● Estratto della fonte
● ● ●

Il primo elemento da considerare è il rapporto con la sinistra. Letta ha manifestato interesse a tenere ferma l’alleanza con LEU (liberi e uguali), un po’ meno con il gruppo che fa capo a Bersani.
Soprattutto ha detto a chiare note che un partito come il PD non dovrebbe pascolare tra le poltrone del potere, ma ancorarsi al territorio, cosa da tempo dimenticata. Ciò comporterà, tra l’altro, un effetto immediato nel rapporto con i Presidenti di sinistra delle Regioni rimaste in mano al PD.
Quanto ai rapporti con 5Stelle, la sua idea è che vadano reimpostati in modo diverso, non al traino di Grillo e soci, ma al contrario. Non sarà facile, ma l’uomo è tenace. Tra l’altro, ha delle idee, cosa rara.
Il secondo elemento da considerare è il rapporto con Italia viva (Renzi). Il rientro nella vita politica italiana di Letta mette definitivamente fuori gioco Renzi e i renziani. Per quanto da buon cattolico incline al perdono, Letta non può dimenticare il colpo di mano di Renzi contro di lui e il suo governo. Le ambizioni sotterranee di Renzi (tornare a dirigere i Dem) finiscono nella spazzatura. Anche questa è una buona cosa.
Terzo elemento: Letta ha avuto un lungo colloquio con la Meloni. È un atto di sensibilità politica. Fratelli d’Italia è l’unico partito di opposizione, ma non per questo è da buttare nel cestino. Dialogare è essenziale.
Quarto elemento: nella situazione attuale, il governo Draghi poggia su una maggioranza allargata inamovibile, pena le elezioni immediate. Il margine di manovra per il PD è molto limitato, quasi inesistente. Inoltre, nelle condizioni attuali, il partito è chiaramente dissestato. Prima che diventi realmente una forza politica omogenea e capace di proporre, non solo di assentire, ci vorrà del tempo. La cura di Letta sarà lunga e non facile.
Quinto elemento: la situazione del Paese è tragica, socialmente, psicologicamente, economicamente. La sospensione de vaccino Astra-Zeneca aggiunge un ulteriore elemento d’incertezza in un contesto già assai confuso. Tra l’altro, il massiccio programma di vaccinazione della popolazione non potrà non subire dei ritardi significativi.
Passiamo ai programmi di Letta, almeno del momento. L’uomo non è nuovo alla politica italiana, ma dovrebbe disancorarsi da vecchi temi di propaganda.
L’idea di dare il voto ai sedicenni fa ridere. Basterebbe sentire fiscalisti e penalisti per capire quali conseguenze ne verrebbero fuori. D’altro canto non è detto che aumentando la platea degli elettori migliorino le cose. L’ignoranza diffusa sulle questioni importanti che affliggono il Paese sarà solo rafforzata.

● ● ●

● Compiti da svolgere
a. Riproduci fedelmente il testo su Letta e il PD, cominciando da "Il primo elemento" e terminando con "capo a Bersani.".
b. Prosegui il testo su Letta e il PD a partire dall'ultima frase riportata.
I dati che seguono non sono necessari.

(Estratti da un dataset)
● ● ●

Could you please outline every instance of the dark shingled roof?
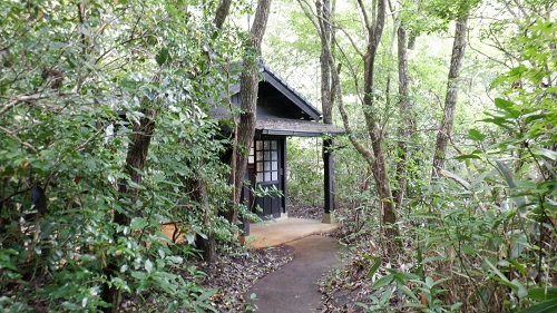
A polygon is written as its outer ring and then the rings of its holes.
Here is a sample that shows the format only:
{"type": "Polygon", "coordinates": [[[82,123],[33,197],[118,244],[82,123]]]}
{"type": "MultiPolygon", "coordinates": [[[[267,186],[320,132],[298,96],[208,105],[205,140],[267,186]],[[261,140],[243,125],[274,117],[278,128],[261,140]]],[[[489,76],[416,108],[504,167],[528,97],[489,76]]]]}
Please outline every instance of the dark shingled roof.
{"type": "MultiPolygon", "coordinates": [[[[255,126],[258,135],[282,135],[282,136],[301,136],[301,137],[316,137],[322,135],[342,135],[345,134],[343,128],[334,125],[320,123],[322,118],[321,111],[312,106],[302,95],[284,81],[278,75],[268,68],[265,63],[260,63],[260,74],[262,81],[270,84],[278,90],[286,99],[297,106],[313,120],[291,119],[280,117],[260,117],[255,126]]],[[[240,92],[240,84],[231,86],[231,92],[236,95],[240,92]]],[[[218,109],[215,115],[217,118],[229,117],[228,114],[218,109]]]]}
{"type": "Polygon", "coordinates": [[[260,135],[283,135],[299,137],[317,137],[321,135],[343,135],[344,129],[334,125],[313,120],[262,117],[257,118],[255,129],[260,135]]]}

● ● ●

● Raccolta delle risposte
a.
Il primo elemento da considerare è il rapporto con la sinistra. Letta ha manifestato interesse a tenere ferma l’alleanza con LEU (liberi e uguali), un po’ meno con il gruppo che fa capo a Bersani.

b.
Altra idea peregrina è quella dello ius soli. Si può discuterne perché, oggettivamente, esiste un problema, ma la questione è connessa ai flussi immigratori, sui quali Letta non ha speso una parola. Troppo presto, forse.
Tutto ciò è mirato solo ad avere nuovi elettori, obiettivo che sembra essere predominante per Letta, a fronte del disastro economico e sociale del Paese.
Infine, due gravi mancanze.
La prima: il mancato auspicio di un passaporto vaccinale. Qui non si tratta di sancire l’obbligatorietà della vaccinazione, specie in questo momento, ma di garantire maggiore mobilità ai vaccinati, per restaurare la libera circolazione in Europa e viaggiare all’estero. Un’azione in tal senso dell’Unione europea sarebbe auspicabile e l’Italia potrebbe fungere da traino.
La seconda, in politica estera: nessuna idea diversa dal consueto tributo all’unità europea e all’allineamento NATO. La questione del Mediterraneo e della difesa dei nostri interessi strategici vitali in quell’area non sembra interessare il nuovo Segretario del PD. Proporre un sussulto di dignità, in politica estera, sarebbe stato importante, anche per dissipare equivoci di acquiescenza a Cina, Russia e Turchia.
In conclusione, le affermazioni fatte sui programmi politici futuri del PD sono alquanto vaghe e abbastanza improponibili. Il PD si è ancorato a dei presupposti ideologici piuttosto obsoleti.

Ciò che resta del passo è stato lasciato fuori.